# LISTED ENTRIES start

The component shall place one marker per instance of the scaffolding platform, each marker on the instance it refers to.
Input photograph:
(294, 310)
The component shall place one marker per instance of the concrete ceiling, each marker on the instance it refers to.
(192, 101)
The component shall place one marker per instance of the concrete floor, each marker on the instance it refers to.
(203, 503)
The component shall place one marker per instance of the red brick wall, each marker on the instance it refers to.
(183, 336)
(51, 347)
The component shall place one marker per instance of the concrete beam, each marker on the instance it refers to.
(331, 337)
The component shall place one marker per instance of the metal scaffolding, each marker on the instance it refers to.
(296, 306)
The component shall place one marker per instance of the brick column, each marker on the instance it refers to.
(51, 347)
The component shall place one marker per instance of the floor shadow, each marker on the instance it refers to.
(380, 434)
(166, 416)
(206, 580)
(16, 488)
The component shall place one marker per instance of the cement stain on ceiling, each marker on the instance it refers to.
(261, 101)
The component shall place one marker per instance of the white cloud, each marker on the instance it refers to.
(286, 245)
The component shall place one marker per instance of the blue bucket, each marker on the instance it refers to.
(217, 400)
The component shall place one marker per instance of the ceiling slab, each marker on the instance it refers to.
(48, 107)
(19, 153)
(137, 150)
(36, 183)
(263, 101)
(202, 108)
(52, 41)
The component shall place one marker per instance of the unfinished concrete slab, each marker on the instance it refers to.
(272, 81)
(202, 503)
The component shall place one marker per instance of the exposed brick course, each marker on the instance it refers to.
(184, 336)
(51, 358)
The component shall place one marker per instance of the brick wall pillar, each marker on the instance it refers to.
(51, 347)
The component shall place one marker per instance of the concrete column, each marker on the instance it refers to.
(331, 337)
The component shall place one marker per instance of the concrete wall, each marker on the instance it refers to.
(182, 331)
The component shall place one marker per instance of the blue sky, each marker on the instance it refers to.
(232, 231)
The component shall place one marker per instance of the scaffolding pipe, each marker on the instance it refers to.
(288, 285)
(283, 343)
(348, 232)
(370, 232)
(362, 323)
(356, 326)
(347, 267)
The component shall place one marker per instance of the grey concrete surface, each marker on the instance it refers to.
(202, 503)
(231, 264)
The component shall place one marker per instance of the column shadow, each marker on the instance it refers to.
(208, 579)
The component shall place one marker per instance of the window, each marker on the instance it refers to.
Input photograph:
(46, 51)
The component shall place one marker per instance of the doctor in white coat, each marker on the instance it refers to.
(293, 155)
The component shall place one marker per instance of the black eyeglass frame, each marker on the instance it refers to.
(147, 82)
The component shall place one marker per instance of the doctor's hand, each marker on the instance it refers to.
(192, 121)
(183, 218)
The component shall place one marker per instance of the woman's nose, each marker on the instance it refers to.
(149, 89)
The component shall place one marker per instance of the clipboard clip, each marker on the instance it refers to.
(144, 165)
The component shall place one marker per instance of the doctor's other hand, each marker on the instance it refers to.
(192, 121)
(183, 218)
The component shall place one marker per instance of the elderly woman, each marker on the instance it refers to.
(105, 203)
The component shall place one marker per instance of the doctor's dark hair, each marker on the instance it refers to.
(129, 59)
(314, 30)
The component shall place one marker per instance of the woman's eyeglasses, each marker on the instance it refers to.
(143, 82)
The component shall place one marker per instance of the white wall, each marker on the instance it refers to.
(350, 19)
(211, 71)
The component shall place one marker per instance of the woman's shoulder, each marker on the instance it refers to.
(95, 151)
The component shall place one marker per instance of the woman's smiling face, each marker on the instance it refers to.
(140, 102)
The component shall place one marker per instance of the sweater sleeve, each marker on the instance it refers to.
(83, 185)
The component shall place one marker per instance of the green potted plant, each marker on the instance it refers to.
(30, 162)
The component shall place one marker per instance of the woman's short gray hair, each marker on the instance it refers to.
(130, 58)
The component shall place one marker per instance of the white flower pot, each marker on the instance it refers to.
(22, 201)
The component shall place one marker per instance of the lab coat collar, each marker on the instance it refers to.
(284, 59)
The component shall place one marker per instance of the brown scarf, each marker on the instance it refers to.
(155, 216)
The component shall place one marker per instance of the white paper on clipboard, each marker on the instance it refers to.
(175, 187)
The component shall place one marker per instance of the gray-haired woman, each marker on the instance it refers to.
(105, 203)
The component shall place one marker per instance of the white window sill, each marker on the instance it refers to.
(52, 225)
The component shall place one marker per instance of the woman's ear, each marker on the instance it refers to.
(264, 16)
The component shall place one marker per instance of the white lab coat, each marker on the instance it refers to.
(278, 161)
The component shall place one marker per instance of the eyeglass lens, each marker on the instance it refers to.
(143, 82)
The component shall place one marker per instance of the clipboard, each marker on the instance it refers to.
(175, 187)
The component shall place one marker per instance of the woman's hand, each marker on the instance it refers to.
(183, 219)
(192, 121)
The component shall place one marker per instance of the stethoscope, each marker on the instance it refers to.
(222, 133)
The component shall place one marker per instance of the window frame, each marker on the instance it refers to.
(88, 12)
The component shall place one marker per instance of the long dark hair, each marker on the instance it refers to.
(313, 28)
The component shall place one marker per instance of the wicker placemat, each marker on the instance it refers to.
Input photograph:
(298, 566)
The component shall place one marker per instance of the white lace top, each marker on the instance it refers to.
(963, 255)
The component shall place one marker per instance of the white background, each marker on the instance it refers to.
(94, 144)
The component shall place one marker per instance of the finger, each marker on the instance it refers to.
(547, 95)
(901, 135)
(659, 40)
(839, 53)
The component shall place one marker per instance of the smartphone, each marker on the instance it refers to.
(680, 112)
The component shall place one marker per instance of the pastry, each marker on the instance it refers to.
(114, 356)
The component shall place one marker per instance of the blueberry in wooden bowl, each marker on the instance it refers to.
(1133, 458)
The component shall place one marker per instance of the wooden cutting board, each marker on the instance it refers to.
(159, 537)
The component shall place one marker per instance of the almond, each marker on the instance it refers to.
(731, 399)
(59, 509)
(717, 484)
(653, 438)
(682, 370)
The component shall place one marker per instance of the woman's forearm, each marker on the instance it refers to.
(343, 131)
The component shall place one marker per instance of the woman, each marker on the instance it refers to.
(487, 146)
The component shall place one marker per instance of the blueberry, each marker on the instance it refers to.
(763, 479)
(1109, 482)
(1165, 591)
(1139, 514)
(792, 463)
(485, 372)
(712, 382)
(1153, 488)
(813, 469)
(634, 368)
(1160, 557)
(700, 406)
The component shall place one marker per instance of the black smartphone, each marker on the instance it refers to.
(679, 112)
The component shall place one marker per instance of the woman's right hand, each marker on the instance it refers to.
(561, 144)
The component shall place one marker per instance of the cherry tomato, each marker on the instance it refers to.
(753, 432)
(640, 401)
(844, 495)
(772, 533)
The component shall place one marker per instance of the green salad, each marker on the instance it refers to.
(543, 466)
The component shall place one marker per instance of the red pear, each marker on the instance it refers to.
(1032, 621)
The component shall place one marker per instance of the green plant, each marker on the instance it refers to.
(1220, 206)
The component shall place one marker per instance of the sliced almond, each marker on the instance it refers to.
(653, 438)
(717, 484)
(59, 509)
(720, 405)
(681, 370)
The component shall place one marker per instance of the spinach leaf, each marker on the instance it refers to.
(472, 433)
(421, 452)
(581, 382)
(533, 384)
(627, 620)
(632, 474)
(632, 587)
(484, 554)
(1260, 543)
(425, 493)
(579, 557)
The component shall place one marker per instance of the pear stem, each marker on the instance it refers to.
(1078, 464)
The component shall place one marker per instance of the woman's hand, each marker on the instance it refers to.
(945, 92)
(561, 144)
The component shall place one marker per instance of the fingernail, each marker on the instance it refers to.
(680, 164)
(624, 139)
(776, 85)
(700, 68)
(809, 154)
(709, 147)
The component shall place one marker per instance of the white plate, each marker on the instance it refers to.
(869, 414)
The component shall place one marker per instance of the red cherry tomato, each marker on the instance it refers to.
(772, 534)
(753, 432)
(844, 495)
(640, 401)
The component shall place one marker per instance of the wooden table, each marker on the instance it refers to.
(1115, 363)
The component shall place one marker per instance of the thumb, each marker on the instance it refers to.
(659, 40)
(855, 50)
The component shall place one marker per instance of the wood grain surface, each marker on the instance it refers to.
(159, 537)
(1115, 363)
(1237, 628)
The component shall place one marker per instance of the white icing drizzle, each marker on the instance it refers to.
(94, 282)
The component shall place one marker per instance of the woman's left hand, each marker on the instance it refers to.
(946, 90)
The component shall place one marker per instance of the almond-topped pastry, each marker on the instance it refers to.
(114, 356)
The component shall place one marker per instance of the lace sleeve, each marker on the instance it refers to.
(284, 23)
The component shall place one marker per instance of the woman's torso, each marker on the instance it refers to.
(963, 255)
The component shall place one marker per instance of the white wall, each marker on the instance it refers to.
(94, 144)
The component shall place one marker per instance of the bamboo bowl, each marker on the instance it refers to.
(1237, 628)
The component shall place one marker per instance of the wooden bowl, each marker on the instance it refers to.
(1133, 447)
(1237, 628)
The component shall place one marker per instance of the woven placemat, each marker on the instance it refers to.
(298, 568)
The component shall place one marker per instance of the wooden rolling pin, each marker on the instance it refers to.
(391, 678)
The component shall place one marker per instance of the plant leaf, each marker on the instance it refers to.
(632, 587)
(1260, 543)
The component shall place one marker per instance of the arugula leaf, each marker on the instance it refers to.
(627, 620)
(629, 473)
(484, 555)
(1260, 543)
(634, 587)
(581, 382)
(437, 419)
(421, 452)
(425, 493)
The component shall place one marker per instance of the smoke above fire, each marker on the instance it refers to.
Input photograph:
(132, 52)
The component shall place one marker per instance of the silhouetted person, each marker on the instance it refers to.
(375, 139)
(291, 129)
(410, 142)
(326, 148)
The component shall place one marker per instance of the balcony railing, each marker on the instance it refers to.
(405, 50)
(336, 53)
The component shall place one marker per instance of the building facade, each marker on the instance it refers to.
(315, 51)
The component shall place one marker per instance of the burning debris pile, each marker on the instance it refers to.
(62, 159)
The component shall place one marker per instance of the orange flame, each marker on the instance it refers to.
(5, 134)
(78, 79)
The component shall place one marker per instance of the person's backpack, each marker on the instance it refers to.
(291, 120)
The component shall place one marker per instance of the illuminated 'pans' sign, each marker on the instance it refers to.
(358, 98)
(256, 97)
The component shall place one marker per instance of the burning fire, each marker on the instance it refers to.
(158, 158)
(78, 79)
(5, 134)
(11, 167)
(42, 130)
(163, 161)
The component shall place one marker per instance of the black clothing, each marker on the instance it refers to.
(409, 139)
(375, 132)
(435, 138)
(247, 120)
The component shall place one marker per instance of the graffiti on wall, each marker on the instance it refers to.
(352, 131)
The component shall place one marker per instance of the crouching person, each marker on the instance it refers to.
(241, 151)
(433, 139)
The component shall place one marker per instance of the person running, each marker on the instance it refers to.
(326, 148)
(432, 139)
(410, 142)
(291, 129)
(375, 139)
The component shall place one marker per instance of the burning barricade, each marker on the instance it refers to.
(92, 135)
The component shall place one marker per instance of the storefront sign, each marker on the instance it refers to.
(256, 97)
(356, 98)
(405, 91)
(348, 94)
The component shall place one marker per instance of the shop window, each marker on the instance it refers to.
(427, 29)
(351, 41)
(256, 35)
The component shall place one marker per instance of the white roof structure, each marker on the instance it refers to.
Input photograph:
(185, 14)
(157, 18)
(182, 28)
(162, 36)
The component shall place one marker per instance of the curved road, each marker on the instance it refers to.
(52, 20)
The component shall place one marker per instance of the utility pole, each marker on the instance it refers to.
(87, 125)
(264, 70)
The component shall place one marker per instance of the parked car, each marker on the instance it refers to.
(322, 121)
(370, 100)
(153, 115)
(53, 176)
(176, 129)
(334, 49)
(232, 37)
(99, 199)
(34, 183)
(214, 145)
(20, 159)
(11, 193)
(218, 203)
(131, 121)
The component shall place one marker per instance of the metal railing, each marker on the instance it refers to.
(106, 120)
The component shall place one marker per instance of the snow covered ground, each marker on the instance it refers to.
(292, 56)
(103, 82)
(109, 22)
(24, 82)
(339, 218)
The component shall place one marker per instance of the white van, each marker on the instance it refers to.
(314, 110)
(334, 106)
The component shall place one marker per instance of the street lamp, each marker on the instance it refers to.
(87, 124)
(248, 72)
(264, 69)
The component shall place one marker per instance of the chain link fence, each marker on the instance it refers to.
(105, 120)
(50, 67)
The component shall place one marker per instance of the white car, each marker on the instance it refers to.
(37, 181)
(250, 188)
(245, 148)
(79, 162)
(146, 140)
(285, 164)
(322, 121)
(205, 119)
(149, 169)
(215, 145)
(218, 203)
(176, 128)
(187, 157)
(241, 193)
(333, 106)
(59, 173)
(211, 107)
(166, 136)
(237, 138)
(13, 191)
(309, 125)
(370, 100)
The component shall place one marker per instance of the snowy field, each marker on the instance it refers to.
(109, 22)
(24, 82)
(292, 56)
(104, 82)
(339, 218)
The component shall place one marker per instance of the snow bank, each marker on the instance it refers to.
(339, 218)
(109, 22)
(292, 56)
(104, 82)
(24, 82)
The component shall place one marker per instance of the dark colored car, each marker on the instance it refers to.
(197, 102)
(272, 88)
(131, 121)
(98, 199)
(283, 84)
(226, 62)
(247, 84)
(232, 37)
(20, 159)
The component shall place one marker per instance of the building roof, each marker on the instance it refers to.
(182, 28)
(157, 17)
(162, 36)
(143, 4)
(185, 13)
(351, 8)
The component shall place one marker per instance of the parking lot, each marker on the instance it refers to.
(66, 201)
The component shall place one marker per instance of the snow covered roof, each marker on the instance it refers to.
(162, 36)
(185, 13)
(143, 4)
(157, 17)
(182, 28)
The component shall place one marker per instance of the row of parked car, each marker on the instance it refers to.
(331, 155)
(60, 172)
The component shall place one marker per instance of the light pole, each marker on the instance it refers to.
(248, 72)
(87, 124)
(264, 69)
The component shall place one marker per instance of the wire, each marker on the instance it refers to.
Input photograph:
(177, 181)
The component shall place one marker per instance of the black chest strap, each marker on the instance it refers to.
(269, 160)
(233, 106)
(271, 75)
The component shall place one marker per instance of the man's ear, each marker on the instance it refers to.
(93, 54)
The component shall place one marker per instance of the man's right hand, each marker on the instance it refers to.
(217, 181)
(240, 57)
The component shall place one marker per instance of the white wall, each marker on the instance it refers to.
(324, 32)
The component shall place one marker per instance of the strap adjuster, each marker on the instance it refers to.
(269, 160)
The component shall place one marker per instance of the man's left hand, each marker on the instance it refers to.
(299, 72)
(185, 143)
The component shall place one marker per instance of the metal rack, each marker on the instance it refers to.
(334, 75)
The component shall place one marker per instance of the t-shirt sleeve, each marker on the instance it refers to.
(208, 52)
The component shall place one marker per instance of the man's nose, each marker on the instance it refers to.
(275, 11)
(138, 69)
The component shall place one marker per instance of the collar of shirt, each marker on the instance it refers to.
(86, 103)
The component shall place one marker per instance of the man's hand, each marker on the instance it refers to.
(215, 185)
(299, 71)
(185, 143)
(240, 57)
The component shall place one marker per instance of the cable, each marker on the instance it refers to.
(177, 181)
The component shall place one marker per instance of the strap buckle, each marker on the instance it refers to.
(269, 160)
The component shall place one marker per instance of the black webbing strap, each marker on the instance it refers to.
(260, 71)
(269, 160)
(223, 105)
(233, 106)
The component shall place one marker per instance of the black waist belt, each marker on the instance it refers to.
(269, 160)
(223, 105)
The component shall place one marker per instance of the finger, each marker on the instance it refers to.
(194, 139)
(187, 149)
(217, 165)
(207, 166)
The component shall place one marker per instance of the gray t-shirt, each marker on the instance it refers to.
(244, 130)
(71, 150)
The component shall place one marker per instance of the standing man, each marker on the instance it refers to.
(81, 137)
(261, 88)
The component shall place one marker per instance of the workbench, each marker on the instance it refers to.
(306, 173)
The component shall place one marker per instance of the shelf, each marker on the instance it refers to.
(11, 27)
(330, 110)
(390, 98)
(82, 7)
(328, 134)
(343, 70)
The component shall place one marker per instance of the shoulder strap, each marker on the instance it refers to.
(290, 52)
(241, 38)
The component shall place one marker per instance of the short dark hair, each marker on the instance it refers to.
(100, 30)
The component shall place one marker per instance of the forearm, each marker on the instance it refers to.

# LISTED ENTRIES end

Turn the rows above into a numbered list, starting with the line that contains "The component shall place one marker per instance of the short" and going on through the end of the rows, and leave out any blank lines.

ANSWER TO THIS TASK:
1. The component shall place one marker per instance of the short dark hair, each marker on the instance it refers to.
2. (100, 30)
3. The component shall place one marker per instance of the forearm, each marker on the instance it refers to.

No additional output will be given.